- WHAT IS NEEDED
Report every line below that contains the string "puppy", matching case exactly.

>> begin PROVIDED MATERIAL

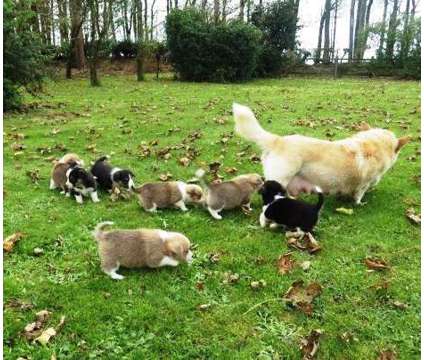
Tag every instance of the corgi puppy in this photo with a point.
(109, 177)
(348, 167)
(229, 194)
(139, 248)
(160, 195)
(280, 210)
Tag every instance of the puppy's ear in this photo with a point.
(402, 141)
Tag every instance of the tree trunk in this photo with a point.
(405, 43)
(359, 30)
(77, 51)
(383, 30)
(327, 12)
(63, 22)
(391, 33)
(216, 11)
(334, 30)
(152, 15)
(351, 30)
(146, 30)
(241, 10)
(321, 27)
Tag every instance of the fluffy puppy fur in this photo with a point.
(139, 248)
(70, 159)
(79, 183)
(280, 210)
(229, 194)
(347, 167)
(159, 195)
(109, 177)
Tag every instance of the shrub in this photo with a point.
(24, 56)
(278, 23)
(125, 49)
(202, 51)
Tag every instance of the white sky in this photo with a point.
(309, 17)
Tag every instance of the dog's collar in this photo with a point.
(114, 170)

>> end PROVIDED MATERIAL
>> begin PROVIDED MATERIAL

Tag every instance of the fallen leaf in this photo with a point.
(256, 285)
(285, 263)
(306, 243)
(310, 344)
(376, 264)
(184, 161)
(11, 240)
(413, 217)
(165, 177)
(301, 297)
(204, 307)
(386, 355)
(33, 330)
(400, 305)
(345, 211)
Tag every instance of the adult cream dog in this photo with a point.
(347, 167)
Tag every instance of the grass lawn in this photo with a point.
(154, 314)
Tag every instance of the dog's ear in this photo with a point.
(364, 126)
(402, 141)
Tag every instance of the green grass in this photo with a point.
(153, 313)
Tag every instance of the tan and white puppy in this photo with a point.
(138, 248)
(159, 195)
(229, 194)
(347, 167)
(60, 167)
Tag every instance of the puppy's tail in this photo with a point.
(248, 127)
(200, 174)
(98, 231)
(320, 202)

>> end PROVIDED MATERIAL
>> begin PROVIDED MATERIAL

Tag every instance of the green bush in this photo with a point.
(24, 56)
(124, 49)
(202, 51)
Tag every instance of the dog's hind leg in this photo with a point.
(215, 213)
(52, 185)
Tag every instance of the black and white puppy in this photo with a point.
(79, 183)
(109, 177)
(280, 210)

>> end PROVIDED MATERIAL

- EXERCISE OUTPUT
Tag every instance of the corgi puppy in this photo with a point.
Tag every instance of the puppy's ear in this photo with a point.
Tag every instance of the fluffy puppy fur in this photo with a point.
Tag every instance of the tan and white puppy in this photo with a point.
Tag every instance of the puppy's tail in this photo with a point.
Tag every instance of the black and white puppy in this photo with a point.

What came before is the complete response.